Your task: Can you render the whole listing below as a JSON list of strings, with one string per line, blank lines omitted and the pictures left out?
• • • • •
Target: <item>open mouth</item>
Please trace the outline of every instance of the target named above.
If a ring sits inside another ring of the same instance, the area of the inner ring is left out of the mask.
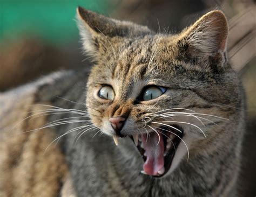
[[[142,173],[161,177],[169,171],[183,136],[182,128],[171,126],[161,126],[156,132],[139,135],[138,140],[131,137],[144,161]]]

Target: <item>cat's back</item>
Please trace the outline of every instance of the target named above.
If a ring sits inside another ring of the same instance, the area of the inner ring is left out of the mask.
[[[0,94],[1,196],[66,192],[62,192],[68,178],[64,155],[58,146],[45,151],[55,134],[50,128],[37,129],[48,123],[45,106],[52,105],[56,96],[68,95],[83,75],[59,72]]]

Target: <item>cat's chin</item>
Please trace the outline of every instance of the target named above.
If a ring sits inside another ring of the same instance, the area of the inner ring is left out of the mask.
[[[160,178],[169,172],[184,132],[179,126],[171,126],[140,134],[138,140],[134,136],[130,137],[144,161],[142,173]]]

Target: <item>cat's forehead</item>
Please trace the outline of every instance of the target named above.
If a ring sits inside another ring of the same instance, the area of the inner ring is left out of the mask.
[[[94,79],[97,79],[99,83],[150,83],[160,79],[163,73],[171,74],[169,65],[173,55],[172,50],[166,50],[171,45],[164,36],[123,39],[118,43],[112,44],[104,53],[105,58],[93,69]]]

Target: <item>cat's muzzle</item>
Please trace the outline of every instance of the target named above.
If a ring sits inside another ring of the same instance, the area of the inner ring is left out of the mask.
• • • • •
Task output:
[
  "Target: <item>open mouth</item>",
  "Please trace the outline of every instance of the target named above.",
  "If a ring sits inside another ring of the same instance, the area of the inner ring is left out of the mask.",
  "[[[142,173],[161,177],[169,171],[183,136],[182,128],[171,126],[161,126],[156,132],[139,135],[138,140],[131,137],[144,161]]]",
  "Target: <item>cat's back</item>",
  "Please trace the outline of every instance of the target named above.",
  "If a ring sits inside another ring of the same instance, the area of the inner ring is left out of the mask.",
  "[[[0,94],[1,196],[66,192],[62,192],[68,178],[64,155],[58,146],[45,151],[55,134],[50,128],[37,129],[48,123],[45,106],[52,105],[56,96],[68,95],[83,75],[59,72]]]",
  "Target: <item>cat's chin</item>",
  "Please trace the outline of every instance of the target named above.",
  "If a ring sits inside another ring of the same instance, the area of the inner ring is left out of the mask.",
  "[[[160,178],[169,172],[184,132],[179,126],[171,126],[140,134],[138,140],[134,136],[130,137],[144,161],[142,173]]]",
  "Target: <item>cat's forehead</item>",
  "Please trace the outline of every instance of the target named above.",
  "If a ring sits inside another ring of the same instance, the area of the inner ring is left out of the mask.",
  "[[[94,79],[97,79],[99,83],[150,83],[160,79],[163,73],[171,74],[169,65],[173,55],[172,50],[166,50],[171,45],[164,36],[123,39],[118,43],[112,44],[104,53],[105,58],[93,69]]]",
  "Target: <item>cat's muzzle</item>",
  "Please trace the outline of every instance of the target named above.",
  "If a ring sits inside another ring of the same instance, the area of the inner ring is left out of the mask."
]